ASSIGNED TASK |
Take every line from the listing below that includes "metal" and copy it.
(INFORMATION)
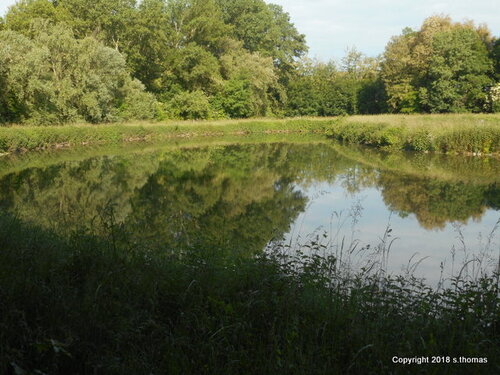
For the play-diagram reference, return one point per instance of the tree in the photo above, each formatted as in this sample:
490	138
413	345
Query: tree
443	67
56	78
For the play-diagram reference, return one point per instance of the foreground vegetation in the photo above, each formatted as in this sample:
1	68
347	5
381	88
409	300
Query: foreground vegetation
103	304
22	138
441	133
461	133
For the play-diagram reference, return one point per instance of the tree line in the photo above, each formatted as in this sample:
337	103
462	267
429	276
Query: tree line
64	61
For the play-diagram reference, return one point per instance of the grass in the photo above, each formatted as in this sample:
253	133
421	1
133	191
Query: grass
106	305
26	138
451	133
455	133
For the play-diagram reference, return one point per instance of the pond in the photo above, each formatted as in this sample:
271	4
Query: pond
430	211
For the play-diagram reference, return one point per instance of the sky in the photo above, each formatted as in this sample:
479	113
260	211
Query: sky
331	26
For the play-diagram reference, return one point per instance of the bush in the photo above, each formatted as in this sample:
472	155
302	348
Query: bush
191	106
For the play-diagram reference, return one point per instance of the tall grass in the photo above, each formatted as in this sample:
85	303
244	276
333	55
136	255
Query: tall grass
441	133
462	133
107	305
25	138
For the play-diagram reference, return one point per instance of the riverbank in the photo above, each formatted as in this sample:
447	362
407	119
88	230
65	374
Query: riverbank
29	138
147	310
447	133
451	133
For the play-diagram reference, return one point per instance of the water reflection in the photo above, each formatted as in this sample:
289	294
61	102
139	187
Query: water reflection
237	198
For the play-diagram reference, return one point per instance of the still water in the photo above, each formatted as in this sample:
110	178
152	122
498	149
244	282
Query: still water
236	199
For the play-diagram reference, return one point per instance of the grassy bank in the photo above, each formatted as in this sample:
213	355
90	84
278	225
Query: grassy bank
94	305
461	133
25	138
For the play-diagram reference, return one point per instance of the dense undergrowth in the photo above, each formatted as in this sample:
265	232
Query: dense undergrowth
422	133
459	133
24	138
106	305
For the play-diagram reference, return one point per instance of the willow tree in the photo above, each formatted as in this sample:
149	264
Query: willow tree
443	67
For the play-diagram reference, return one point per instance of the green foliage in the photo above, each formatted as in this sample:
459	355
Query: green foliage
236	99
476	137
55	78
147	310
444	67
191	106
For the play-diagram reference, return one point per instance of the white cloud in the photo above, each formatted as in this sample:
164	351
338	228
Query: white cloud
332	25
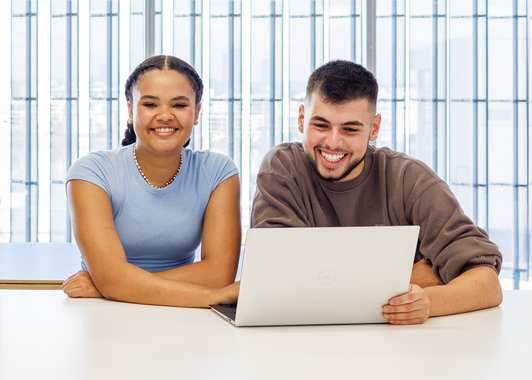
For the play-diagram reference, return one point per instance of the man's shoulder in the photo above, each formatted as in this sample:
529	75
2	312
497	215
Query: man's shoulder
399	162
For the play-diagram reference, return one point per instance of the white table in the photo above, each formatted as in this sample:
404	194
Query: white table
46	335
37	265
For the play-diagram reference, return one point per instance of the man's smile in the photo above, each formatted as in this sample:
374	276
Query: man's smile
332	157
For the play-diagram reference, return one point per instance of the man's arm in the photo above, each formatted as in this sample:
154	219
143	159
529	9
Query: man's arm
423	275
478	288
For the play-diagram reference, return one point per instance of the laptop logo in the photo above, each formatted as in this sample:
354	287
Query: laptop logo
327	277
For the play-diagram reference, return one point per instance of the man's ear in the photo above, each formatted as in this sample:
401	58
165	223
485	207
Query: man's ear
301	118
375	127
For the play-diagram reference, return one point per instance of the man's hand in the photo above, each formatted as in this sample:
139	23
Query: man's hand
423	275
409	308
80	285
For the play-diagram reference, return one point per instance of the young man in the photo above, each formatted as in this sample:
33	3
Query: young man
334	178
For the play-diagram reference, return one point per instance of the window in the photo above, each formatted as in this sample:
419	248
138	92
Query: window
453	76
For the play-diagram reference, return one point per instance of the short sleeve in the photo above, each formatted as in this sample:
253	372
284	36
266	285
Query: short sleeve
94	168
217	168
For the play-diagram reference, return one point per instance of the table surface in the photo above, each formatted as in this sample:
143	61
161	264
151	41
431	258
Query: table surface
46	335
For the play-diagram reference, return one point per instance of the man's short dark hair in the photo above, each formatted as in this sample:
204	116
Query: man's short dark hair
342	81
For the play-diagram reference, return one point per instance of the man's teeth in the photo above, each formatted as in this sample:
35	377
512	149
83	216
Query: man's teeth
332	157
164	129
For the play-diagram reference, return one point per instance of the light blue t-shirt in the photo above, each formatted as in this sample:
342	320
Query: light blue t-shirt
160	229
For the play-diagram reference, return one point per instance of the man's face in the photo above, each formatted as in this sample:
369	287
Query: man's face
336	136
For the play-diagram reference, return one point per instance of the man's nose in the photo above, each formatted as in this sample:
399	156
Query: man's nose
334	139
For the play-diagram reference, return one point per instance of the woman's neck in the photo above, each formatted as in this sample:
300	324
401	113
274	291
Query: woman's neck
158	168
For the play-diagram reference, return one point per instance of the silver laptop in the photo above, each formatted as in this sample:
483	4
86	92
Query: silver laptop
314	276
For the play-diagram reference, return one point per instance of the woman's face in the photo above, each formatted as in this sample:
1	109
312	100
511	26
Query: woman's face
163	111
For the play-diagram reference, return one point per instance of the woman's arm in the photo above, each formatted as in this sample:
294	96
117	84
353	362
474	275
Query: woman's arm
109	270
220	242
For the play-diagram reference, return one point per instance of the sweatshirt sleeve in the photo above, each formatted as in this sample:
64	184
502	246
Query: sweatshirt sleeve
448	237
278	199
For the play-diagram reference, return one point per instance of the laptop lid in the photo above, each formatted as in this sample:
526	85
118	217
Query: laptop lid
328	275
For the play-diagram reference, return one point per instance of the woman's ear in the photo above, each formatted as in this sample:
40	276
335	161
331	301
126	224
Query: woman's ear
196	116
129	113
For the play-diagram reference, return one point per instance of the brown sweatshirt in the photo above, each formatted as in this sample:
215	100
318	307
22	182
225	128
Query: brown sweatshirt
393	189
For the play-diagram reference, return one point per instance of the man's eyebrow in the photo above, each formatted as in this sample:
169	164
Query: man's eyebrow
354	122
323	120
182	97
319	118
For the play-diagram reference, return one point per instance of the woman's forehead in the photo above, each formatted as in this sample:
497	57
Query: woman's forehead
169	82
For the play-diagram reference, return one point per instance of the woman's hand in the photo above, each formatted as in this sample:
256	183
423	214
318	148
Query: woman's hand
80	285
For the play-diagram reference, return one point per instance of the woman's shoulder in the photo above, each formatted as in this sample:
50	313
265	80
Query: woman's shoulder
104	157
207	160
211	167
99	163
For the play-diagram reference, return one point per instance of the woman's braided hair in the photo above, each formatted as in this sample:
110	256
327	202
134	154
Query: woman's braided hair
160	62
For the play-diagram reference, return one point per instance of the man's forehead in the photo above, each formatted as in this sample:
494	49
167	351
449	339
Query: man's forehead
318	103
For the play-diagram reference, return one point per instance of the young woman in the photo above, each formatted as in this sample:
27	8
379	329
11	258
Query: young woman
139	212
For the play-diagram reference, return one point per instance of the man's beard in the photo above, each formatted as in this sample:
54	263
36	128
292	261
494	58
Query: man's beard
348	170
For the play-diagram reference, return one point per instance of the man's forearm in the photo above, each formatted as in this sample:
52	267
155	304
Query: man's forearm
478	288
423	275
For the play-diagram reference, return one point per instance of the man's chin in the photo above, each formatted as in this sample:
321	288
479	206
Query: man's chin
328	175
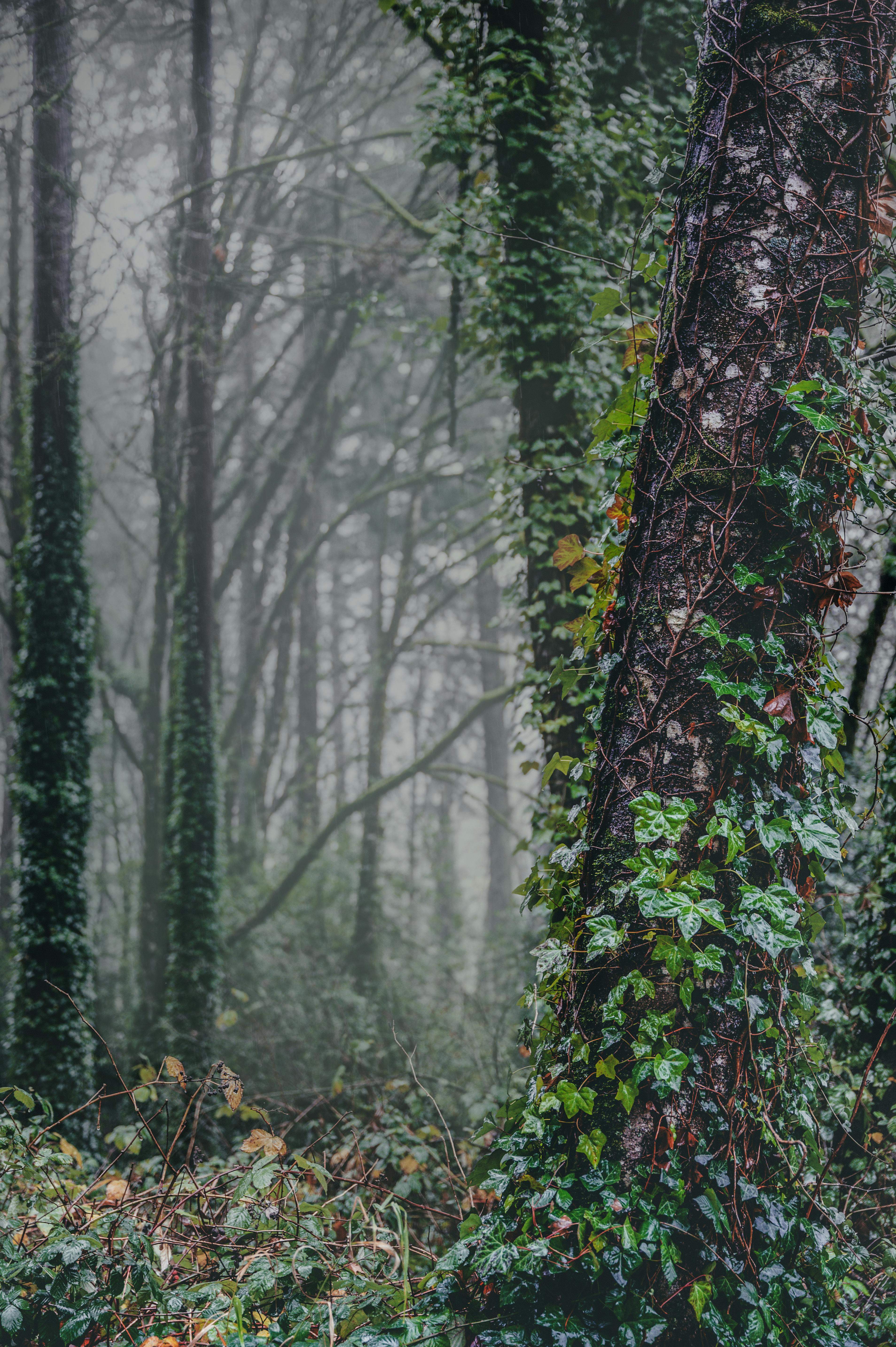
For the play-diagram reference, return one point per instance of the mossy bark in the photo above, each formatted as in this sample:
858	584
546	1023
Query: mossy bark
52	1051
774	215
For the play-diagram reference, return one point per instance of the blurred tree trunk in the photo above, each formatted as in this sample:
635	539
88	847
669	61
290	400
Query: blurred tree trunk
496	759
192	833
14	502
153	922
309	805
51	1049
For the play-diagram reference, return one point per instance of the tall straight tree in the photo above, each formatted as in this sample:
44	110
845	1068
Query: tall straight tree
53	694
674	1106
192	834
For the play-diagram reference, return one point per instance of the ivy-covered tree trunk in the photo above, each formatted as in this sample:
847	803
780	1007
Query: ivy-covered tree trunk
51	1047
674	1115
540	316
192	836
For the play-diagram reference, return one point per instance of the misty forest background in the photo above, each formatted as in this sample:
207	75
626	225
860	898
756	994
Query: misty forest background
374	542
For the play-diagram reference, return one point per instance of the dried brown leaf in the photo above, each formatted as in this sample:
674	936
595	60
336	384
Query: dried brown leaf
569	550
176	1070
266	1141
782	705
232	1088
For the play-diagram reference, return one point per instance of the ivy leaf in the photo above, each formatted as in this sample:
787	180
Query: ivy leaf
700	1296
606	302
669	1257
591	1147
816	836
670	1065
606	935
774	834
627	1094
569	550
744	577
558	763
575	1098
708	958
655	821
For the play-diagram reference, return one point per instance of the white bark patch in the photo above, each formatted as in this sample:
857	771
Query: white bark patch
797	193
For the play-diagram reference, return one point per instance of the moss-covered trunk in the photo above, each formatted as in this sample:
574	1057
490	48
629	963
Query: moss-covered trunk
732	561
666	1176
53	694
195	957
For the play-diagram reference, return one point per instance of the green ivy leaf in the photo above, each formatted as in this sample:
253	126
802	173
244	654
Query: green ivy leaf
655	821
744	577
591	1147
627	1094
700	1296
575	1098
816	836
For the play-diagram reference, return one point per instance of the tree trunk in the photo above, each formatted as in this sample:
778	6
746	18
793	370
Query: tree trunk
51	1049
774	215
308	801
498	903
192	838
868	644
700	1090
153	921
538	331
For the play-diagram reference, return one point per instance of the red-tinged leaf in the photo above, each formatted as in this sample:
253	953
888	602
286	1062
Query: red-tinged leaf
569	550
782	705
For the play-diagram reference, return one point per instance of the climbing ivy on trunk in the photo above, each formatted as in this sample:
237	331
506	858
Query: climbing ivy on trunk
51	1049
667	1176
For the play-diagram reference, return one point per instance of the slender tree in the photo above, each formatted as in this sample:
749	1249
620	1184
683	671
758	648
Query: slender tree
53	691
672	1113
192	836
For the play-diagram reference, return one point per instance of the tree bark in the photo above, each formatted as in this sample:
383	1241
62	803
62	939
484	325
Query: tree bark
153	921
774	215
192	836
53	697
538	331
498	902
868	644
308	801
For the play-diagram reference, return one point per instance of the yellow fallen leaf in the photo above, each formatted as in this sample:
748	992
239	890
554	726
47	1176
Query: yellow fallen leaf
68	1150
176	1070
232	1088
266	1141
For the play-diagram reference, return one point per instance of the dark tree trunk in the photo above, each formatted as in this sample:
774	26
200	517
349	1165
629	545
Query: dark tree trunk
308	801
868	644
52	1051
496	760
192	838
774	215
154	911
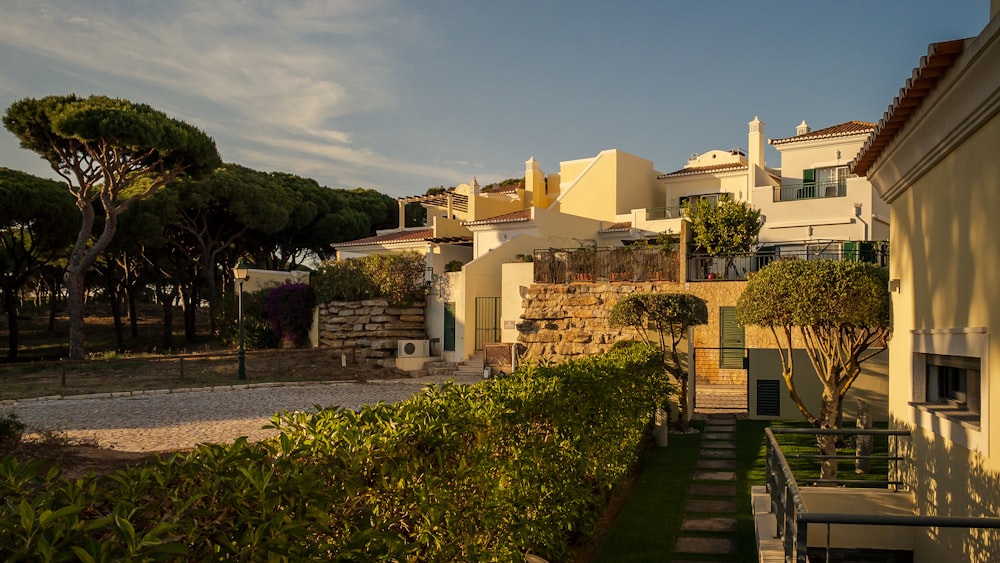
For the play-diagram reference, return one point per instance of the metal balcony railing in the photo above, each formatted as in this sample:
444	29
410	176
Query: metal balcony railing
(End INFORMATION)
ANSWER SPACE |
For the play-diagram reference, return one point per instance of the metal balcony railing in the photo above, each formatted as in this sample:
Query: metal balcony railing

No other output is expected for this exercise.